WHAT TO WORK ON:
Rewrite all of the data below, replacing each occurrence of "Quickstart" with "Instructions" and leaving every other character unchanged.

EXERCISE INPUTS:

________________________

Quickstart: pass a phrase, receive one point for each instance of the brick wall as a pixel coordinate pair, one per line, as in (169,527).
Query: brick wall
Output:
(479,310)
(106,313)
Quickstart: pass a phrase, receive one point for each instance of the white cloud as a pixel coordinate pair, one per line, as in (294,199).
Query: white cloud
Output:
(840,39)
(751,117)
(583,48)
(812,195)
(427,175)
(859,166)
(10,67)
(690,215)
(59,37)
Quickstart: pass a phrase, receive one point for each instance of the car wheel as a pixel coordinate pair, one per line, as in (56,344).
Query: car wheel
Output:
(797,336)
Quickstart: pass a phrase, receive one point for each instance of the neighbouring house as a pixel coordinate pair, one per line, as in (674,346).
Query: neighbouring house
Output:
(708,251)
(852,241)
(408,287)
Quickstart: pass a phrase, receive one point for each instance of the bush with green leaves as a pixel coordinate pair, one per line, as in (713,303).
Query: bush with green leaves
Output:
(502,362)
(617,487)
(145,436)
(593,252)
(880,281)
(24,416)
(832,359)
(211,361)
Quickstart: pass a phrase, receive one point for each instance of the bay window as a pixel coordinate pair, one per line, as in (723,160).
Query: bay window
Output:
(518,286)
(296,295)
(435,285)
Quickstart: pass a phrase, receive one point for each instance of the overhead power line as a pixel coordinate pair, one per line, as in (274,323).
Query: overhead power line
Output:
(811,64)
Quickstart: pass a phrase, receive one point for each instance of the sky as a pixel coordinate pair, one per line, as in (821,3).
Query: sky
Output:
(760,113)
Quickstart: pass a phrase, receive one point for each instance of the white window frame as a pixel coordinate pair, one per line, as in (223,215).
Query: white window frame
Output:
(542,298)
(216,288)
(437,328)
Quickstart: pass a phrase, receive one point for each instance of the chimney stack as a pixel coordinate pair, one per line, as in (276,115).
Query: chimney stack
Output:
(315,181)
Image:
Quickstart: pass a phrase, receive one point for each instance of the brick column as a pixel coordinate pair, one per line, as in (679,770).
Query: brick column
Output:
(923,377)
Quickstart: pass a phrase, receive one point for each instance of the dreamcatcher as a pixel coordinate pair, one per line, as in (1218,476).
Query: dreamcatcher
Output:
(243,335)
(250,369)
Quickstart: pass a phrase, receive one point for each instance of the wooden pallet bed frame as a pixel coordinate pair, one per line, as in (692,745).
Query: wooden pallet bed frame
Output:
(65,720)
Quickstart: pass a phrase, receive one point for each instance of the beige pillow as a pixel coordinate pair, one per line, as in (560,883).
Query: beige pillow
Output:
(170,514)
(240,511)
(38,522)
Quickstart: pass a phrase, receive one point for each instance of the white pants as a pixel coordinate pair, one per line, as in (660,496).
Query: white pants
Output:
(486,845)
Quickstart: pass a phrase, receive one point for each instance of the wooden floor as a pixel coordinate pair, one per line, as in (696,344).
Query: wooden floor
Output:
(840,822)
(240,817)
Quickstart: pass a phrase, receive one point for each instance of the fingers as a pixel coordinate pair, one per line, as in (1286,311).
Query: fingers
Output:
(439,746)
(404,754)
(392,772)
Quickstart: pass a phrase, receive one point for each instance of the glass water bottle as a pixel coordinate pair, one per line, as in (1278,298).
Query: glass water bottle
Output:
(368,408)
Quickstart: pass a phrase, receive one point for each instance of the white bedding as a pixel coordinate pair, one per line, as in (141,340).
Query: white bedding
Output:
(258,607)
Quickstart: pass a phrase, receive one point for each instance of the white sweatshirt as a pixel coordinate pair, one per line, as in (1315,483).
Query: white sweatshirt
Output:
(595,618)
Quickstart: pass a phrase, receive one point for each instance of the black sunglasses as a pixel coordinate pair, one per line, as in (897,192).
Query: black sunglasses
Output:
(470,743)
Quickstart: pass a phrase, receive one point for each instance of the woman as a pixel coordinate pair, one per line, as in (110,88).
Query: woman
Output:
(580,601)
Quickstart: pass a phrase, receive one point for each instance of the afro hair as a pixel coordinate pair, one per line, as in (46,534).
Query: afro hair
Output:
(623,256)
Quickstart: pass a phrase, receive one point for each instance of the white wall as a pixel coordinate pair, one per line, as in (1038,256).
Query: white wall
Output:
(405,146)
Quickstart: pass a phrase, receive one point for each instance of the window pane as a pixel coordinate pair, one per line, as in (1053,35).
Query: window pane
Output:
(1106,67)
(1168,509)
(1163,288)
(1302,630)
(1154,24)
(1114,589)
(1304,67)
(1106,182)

________________________

ANSWER BELOW:
Instructions: pass a phrase, receive one point for each instance of the brick wall as a pixel coordinate pair, one per line, as in (169,527).
Query: brick wall
Output:
(479,310)
(106,313)
Instructions: pass a phrase, receive one point for each instance of the white cloud as a pixel coordinate pair, one per line, as in (294,199).
Query: white cloud
Output:
(840,39)
(751,117)
(583,48)
(812,195)
(427,175)
(859,166)
(10,67)
(690,215)
(59,37)
Instructions: pass a phrase, receive one point for each instance of the car wheel as a pixel coordinate pair, one per line, as in (56,344).
Query: car wheel
Output:
(797,336)
Instructions: pass a phrase, receive one point for each instance of the neighbouring house as a pixel coordinate pair, one per line, as in (674,346).
Query: neighbouring house
Output:
(708,251)
(852,241)
(408,287)
Instructions: pass a phrase, receive one point for each instance of the bush with green leaves as a pixel coordinate pair, one per line, as in (713,303).
Query: bush with green leaves
Output:
(502,362)
(617,487)
(145,436)
(593,252)
(880,281)
(24,416)
(832,359)
(211,361)
Instructions: pass a phrase, receive one point for each instance of the bay window as a pixel coordinate pair, one per line, as in (723,160).
Query: bay window
Output:
(518,286)
(296,295)
(435,285)
Instructions: pass a phrase, receive one point for each instance of the overhead power line as a pixel coordinate pair, one per line, as in (274,323).
Query: overhead power line
Output:
(811,64)
Instructions: pass a phrase, receive one point for each instance of the sky as a pixel coordinate pair, one per line, as in (821,3).
Query: sky
Output:
(760,113)
Instructions: pass a phrase, receive one point for each instance of the white window frame as a pixel coordinate pair, one per line, as in (223,215).
Query: white window frame
Output:
(542,298)
(216,288)
(437,328)
Instructions: pass a phrase, receive one point for each instance of the chimney stack as a pixel coordinate pair, one per line, as in (276,115).
Query: chimney stack
Output:
(315,181)
Image:
Instructions: pass a phrase, receive one point for each instance of the brick column as a pixel coordinate pair, one per line, as in (679,770).
Query: brick column
Output:
(923,377)
Instructions: pass a phrase, receive one point for each instance of the dreamcatcher as a pixel coordinate pair, one per line, as in (1218,476).
Query: dreamcatcher
Output:
(243,335)
(250,369)
Instructions: pass a phrase, receive one point for each instance of the wooden pallet bed frame as a pixel coordinate pair, one per line, as in (692,745).
Query: wooden pallet bed frame
Output:
(65,720)
Instructions: pass a phrase, receive one point for each instance of the beige pillow as a pixel coordinate pair, one per line, as in (560,883).
Query: beige pillow
Output:
(170,514)
(240,511)
(38,522)
Instructions: pass a phrase, receive one point for each instance of the white pants as a pixel coordinate pair, one per line, as in (660,496).
Query: white pants
Output:
(486,845)
Instructions: pass a phrase, receive one point for each instance of the wooden floor as a pixel coordinate pair, one per line, as in (696,344).
Query: wooden floor
Output:
(840,822)
(240,817)
Instructions: pass a phrase, receive one point for each instance of the fingers as a pixel coordinate pair, one per line, as in (1286,311).
Query: fingers
Output:
(439,746)
(404,754)
(392,772)
Instructions: pass a phrase, receive one point for each instance of the glass water bottle as a pixel coordinate pair, one per line, as in (1278,298).
Query: glass water bottle
Output:
(368,408)
Instructions: pass a phrase, receive one point for each instance of the white bedding as a pixel coordinate pair, one per line, as in (141,340).
Query: white bedding
Output:
(258,607)
Instructions: pass a phrase, receive one point for each instance of the white sweatshirt as a pixel coordinate pair, one per line, as in (1315,483).
Query: white sweatshirt
Output:
(595,618)
Instructions: pass a phrase, receive one point for each instance of the black sunglasses as a pixel coordinate pair, one per line, as in (897,192).
Query: black sunglasses
Output:
(470,743)
Instructions: pass a phrase, receive one point for each instance of the woman as a pixel coordinate pair, one per line, as in (110,88).
Query: woman
Output:
(580,601)
Instructions: pass a phrase, receive one point for each instance of the afro hair as a pixel coordinate pair, one per line, as in (46,534).
Query: afro hair
Output:
(623,256)
Instructions: pass a phrase, receive one point for each instance of the white wall as a pixel coordinate pair, one per line, as in (1038,256).
Query: white wall
Output:
(405,146)
Instructions: pass a phrase, receive one point for each instance of the window pane as a pixel coordinate pair, one per line, as in (1053,35).
Query: window pane
Output:
(1106,67)
(1168,509)
(1163,288)
(1302,630)
(1154,24)
(1114,589)
(1304,67)
(1106,182)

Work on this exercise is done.